Records from a dataset:
____

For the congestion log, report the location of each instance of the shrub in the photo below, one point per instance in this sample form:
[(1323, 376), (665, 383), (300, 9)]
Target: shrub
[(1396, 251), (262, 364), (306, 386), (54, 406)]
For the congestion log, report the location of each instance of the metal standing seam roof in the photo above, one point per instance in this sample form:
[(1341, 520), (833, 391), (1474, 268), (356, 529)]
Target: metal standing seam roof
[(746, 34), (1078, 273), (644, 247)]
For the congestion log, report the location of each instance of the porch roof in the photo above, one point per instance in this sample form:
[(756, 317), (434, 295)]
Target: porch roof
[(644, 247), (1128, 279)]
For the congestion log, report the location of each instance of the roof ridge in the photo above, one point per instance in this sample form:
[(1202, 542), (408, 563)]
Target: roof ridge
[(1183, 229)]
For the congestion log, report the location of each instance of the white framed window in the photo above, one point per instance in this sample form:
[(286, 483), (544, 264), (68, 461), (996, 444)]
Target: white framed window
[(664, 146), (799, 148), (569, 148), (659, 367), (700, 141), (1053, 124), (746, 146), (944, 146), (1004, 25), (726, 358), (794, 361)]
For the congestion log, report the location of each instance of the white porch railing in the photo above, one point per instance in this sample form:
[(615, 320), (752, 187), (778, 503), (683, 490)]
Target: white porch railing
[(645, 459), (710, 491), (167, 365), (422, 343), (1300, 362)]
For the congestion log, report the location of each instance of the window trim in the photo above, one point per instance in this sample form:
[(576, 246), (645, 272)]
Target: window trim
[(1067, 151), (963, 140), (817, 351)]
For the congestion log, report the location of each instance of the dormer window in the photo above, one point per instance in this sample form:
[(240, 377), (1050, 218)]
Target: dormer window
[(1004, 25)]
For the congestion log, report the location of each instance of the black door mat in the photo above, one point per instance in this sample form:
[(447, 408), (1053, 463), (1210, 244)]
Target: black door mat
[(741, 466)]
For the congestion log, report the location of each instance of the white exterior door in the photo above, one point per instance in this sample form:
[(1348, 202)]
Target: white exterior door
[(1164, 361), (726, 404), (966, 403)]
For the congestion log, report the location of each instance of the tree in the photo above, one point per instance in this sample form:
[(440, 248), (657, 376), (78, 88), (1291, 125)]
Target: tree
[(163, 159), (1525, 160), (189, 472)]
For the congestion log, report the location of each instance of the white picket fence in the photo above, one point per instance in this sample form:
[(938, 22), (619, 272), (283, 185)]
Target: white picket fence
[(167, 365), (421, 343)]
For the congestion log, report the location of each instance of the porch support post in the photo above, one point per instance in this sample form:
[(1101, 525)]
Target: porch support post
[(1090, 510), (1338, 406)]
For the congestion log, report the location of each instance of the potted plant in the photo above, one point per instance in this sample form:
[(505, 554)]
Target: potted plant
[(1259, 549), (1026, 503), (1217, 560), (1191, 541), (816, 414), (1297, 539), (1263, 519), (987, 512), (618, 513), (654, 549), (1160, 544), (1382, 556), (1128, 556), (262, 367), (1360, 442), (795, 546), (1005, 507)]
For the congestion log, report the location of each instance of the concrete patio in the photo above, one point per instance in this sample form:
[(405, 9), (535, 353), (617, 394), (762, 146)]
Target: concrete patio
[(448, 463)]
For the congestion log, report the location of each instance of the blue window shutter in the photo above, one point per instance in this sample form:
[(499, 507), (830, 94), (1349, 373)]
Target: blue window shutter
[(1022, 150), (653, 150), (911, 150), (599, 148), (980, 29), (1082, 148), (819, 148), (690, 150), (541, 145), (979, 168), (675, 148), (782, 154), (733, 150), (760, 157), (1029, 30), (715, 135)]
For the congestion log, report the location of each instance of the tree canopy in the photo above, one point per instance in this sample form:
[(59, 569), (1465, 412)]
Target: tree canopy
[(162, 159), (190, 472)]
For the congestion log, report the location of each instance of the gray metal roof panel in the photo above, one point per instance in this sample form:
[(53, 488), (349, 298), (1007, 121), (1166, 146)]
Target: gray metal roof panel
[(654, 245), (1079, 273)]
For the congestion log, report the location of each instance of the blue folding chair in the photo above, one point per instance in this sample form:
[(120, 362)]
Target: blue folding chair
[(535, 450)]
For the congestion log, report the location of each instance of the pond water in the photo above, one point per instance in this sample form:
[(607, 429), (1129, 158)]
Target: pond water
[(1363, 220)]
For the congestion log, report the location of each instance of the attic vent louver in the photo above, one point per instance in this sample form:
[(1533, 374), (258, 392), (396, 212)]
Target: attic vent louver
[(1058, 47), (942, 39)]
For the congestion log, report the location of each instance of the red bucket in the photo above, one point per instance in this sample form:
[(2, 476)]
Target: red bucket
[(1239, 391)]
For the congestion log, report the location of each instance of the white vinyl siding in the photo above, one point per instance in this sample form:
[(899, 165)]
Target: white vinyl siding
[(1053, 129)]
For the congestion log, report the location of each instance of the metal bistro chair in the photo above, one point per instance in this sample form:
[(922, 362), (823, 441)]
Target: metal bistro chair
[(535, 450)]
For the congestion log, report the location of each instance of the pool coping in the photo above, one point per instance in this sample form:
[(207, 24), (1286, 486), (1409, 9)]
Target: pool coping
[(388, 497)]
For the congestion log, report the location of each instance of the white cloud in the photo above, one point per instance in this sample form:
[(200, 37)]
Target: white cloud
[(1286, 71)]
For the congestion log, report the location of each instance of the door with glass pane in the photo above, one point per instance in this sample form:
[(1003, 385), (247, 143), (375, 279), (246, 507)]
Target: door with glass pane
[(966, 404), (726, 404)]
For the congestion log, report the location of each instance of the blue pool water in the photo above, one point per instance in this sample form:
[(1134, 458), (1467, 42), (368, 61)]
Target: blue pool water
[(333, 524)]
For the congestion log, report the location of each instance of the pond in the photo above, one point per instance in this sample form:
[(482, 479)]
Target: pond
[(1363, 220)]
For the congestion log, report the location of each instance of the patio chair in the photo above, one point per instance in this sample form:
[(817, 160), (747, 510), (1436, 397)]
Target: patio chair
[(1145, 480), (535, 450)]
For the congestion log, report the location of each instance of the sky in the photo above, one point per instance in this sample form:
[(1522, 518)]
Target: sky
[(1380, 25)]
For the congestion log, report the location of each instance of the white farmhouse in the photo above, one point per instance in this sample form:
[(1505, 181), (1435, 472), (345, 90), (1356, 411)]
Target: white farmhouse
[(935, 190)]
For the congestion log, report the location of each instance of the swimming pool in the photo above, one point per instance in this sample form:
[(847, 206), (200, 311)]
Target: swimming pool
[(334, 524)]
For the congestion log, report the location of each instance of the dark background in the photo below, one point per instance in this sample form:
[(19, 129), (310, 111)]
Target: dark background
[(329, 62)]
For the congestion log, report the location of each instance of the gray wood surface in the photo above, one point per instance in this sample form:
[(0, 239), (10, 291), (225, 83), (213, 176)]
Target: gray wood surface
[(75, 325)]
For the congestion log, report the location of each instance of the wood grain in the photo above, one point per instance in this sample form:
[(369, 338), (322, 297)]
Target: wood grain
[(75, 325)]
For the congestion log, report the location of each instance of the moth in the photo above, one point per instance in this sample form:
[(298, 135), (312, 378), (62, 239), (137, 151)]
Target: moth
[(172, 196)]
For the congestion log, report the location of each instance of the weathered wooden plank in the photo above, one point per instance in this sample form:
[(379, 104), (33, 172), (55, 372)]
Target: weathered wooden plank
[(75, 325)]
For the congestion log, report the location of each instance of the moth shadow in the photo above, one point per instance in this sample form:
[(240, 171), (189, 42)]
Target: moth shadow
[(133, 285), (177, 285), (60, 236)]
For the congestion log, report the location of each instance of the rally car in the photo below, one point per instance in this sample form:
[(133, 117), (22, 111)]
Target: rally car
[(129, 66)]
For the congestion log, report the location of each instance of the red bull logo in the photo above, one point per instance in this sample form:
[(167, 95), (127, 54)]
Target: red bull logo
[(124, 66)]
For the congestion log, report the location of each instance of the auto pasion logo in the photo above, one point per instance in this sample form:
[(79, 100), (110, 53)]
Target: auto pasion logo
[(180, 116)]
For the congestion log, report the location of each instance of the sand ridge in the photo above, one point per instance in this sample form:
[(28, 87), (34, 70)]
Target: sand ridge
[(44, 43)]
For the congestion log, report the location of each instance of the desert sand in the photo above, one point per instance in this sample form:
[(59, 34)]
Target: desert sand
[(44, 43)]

____

=== Stated goal ===
Change "roof ridge" to "ridge line" in the lines between the one holding "of the roof" and the one holding "358), (794, 361)]", inclusive. Give only those lines, with nothing else altered.

=== Output for this exercise ===
For the congestion log, report the location of each instance of the ridge line in the photo above, one point per instance in this sample form:
[(1202, 542), (408, 563)]
Target: ridge line
[(1183, 229)]
For the congestion log, report the location of each instance of the white framed window in the photo above, one point per instance in this sample form:
[(286, 483), (544, 264), (68, 461), (996, 444)]
Target: white framed window
[(664, 146), (799, 148), (569, 148), (659, 367), (700, 141), (1053, 124), (746, 146), (944, 146), (1004, 25), (726, 358), (794, 361)]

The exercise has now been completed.